Sample covariance between price and quantityDemo this query

SELECT covar_samp(price, quantity) FROM fx_trades
WHERE timestamp IN '$today';

Sample covariance by symbolDemo this query
SELECT symbol, covar_samp(price, quantity) FROM fx_trades
WHERE timestamp IN '$today'
LIMIT 5;

first

first(column_name) - returns the first value of a column.

Supported column datatype: double, float, integer, IPv4, character, short, byte, timestamp, date, long, geohash, symbol, varchar, uuid and array.

If a table has a designated timestamp, then the first row is always the row with the lowest timestamp (oldest). For a table without a designated timestamp column, first returns the first row regardless of any timestamp column.

Return value

Return value type is the same as the type of the argument.

Examples

Given a table trades, which has a designated timestamp column:

symbol	price	ts
AAPL	142	2021-06-02T14:33:19.970258Z
GOOGL	2750	2021-06-02T14:33:21.703934Z
MSFT	285	2021-06-02T14:33:23.707013Z

The following query returns oldest value for the symbol column:

SELECT first(symbol) FROM trades;

first
AAPL

Without selecting a designated timestamp column, the table may be unordered and the query may return different result. Given an unordered table trades_unordered:

symbol	price	ts
AAPL	142	2021-06-02T14:33:19.970258Z
MSFT	285	2021-06-02T14:33:23.707013Z
GOOGL	2750	2021-06-02T14:33:21.703934Z

The following query returns the first record for the symbol column:

SELECT first(symbol) FROM trades_unordered;

first
AAPL

first_not_null

first_not_null(column_name) - returns the first non-NULL value of a column.

Supported column datatype: double, float, integer, IPv4, char, short, byte, timestamp, date, long, geohash, symbol, varchar, uuid and array.

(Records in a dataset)
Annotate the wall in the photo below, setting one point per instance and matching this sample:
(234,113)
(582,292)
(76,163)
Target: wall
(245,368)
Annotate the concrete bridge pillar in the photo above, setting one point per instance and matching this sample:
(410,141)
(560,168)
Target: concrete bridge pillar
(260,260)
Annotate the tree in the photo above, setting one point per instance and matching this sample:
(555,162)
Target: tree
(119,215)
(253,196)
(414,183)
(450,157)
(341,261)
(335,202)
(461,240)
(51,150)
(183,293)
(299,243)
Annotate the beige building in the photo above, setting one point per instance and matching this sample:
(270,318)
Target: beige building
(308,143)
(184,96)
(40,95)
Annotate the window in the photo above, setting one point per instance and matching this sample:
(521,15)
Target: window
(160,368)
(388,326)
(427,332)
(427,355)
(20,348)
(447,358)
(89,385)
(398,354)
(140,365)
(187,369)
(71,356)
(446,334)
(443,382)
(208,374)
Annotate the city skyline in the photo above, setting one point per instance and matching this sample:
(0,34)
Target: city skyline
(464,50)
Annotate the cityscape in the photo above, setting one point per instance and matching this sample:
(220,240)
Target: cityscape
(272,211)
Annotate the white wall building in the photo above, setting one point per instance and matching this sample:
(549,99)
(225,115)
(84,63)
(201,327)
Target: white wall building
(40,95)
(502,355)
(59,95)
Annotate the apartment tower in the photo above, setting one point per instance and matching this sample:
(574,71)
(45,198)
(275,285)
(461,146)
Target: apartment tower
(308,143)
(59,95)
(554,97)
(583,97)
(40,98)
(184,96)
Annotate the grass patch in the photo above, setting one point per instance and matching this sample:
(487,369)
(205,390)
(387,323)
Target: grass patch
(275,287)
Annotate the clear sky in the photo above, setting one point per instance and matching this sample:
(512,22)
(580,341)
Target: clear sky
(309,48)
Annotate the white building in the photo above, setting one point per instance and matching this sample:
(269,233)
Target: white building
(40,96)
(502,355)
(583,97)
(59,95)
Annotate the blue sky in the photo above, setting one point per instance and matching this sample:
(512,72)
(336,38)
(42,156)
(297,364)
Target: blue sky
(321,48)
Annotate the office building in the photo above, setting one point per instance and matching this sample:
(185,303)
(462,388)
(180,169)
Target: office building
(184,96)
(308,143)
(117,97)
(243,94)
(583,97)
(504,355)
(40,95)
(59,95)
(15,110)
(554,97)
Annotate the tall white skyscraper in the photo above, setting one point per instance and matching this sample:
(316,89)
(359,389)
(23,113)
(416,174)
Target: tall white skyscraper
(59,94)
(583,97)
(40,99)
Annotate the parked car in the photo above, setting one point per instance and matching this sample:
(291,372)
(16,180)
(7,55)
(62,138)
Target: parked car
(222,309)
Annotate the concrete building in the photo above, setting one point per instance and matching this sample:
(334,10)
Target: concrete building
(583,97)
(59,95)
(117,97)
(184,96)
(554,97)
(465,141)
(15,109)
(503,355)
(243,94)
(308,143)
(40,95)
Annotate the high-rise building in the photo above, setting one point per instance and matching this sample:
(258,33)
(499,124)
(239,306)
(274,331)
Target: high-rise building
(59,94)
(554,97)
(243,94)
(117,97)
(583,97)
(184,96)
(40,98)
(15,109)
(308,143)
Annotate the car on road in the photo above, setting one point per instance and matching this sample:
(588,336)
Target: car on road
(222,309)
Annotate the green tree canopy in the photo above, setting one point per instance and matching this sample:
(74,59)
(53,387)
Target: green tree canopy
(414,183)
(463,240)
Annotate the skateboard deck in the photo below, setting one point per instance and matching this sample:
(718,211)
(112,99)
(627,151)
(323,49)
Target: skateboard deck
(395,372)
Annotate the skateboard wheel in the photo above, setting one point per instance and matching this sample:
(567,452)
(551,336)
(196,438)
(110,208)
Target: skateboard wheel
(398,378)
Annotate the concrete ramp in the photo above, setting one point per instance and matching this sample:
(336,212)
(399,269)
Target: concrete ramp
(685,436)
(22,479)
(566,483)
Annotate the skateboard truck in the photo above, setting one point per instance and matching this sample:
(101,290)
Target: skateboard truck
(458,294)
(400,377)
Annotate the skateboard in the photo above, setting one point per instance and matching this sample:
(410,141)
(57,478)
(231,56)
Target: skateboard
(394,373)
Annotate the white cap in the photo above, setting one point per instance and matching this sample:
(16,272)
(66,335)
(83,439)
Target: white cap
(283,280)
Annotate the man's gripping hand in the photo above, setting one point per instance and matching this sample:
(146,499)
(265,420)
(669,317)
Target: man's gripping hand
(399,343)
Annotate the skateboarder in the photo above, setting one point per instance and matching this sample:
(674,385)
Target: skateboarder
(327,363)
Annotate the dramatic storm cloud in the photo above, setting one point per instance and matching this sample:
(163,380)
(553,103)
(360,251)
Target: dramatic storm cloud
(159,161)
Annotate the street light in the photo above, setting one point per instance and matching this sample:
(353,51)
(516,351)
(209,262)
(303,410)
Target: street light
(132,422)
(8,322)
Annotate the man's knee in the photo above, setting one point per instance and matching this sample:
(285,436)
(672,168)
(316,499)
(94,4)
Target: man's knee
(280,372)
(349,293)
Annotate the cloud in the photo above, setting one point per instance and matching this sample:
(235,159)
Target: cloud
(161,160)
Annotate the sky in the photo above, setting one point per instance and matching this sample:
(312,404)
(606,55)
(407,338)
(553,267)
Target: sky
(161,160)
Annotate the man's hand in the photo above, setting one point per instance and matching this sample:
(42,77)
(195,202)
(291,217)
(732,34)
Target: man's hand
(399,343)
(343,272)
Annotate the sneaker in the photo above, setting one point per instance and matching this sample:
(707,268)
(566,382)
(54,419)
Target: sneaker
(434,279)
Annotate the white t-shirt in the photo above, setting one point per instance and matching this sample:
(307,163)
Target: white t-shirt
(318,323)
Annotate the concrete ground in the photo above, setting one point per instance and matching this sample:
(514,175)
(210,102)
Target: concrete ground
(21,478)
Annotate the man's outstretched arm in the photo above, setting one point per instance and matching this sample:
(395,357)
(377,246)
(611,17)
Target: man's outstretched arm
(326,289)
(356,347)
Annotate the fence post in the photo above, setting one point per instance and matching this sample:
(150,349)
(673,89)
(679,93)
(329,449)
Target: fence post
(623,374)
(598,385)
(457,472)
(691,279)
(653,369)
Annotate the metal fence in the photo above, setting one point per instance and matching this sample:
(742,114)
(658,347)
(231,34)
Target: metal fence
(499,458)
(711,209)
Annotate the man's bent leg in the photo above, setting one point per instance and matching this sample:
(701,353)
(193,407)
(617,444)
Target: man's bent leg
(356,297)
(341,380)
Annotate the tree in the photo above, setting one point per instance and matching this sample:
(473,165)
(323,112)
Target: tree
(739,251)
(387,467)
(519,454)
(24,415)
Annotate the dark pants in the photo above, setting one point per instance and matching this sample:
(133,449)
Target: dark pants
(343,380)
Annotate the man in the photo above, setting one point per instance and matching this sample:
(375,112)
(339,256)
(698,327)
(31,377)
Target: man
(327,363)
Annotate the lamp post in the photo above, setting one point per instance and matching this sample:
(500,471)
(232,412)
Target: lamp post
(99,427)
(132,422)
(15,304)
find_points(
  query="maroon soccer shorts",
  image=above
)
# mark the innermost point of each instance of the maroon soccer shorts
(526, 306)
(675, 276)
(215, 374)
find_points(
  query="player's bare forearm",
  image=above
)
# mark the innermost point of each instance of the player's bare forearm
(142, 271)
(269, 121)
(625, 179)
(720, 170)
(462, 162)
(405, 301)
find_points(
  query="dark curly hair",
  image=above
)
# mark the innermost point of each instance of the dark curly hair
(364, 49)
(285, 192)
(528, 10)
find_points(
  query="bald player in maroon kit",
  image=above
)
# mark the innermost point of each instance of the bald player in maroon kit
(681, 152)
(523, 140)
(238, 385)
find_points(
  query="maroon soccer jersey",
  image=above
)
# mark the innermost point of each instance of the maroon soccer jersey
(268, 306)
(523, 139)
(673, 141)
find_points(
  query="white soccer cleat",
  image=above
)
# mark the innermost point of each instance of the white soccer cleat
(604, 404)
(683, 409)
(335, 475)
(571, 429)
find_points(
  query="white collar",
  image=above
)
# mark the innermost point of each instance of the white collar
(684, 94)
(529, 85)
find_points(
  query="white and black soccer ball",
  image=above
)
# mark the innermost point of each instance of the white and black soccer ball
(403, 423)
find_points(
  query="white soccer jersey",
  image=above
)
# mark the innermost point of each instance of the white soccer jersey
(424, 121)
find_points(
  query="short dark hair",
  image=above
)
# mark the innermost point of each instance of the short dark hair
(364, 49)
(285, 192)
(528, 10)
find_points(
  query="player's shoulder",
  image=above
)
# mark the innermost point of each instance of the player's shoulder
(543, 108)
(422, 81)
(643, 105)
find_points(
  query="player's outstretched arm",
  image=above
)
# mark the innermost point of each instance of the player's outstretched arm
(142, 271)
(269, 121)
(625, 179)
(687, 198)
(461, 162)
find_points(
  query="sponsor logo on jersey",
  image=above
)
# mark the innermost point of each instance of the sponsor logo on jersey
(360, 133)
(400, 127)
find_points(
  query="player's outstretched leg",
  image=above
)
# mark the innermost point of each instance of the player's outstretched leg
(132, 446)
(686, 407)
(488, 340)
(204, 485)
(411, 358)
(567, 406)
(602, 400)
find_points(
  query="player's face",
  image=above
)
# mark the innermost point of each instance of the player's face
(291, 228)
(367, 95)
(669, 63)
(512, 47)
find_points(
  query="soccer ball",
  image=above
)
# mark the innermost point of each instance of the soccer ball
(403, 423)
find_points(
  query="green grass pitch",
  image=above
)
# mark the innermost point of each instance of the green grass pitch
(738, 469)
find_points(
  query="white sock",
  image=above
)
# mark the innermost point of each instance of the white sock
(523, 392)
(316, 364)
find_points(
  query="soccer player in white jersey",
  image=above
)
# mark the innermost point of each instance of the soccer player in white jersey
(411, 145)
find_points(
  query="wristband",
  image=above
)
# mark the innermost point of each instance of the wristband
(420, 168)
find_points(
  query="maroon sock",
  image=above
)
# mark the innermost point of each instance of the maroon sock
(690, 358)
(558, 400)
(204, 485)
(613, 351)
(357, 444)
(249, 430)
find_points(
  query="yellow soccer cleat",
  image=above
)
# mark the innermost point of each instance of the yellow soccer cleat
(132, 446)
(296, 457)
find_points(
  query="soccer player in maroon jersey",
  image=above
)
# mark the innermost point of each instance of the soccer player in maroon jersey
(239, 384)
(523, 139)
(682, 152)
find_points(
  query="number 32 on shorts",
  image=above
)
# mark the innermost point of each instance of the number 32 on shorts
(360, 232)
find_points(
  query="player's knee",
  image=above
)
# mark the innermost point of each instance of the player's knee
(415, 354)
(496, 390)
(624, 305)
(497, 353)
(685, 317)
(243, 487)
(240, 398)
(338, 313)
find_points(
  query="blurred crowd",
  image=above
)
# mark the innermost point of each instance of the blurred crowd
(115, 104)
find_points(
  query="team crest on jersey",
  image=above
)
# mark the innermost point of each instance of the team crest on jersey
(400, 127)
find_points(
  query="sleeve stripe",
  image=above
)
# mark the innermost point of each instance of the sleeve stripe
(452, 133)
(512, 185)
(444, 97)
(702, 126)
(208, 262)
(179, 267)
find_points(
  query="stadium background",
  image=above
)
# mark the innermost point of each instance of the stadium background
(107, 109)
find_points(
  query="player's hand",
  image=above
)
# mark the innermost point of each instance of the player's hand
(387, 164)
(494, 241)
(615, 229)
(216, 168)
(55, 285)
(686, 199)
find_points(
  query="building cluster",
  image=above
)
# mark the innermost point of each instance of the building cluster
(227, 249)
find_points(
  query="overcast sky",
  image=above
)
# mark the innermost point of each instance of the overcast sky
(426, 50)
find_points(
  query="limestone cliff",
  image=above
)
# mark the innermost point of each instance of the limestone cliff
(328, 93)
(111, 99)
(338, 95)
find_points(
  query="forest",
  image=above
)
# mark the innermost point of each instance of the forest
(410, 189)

TASK PROMPT
Copy out everything in the SQL function documentation from "Sample covariance between" down to "first value of a column.".

EXERCISE RESPONSE
Sample covariance between price and quantityDemo this query

SELECT covar_samp(price, quantity) FROM fx_trades
WHERE timestamp IN '$today';

Sample covariance by symbolDemo this query
SELECT symbol, covar_samp(price, quantity) FROM fx_trades
WHERE timestamp IN '$today'
LIMIT 5;

first

first(column_name) - returns the first value of a column.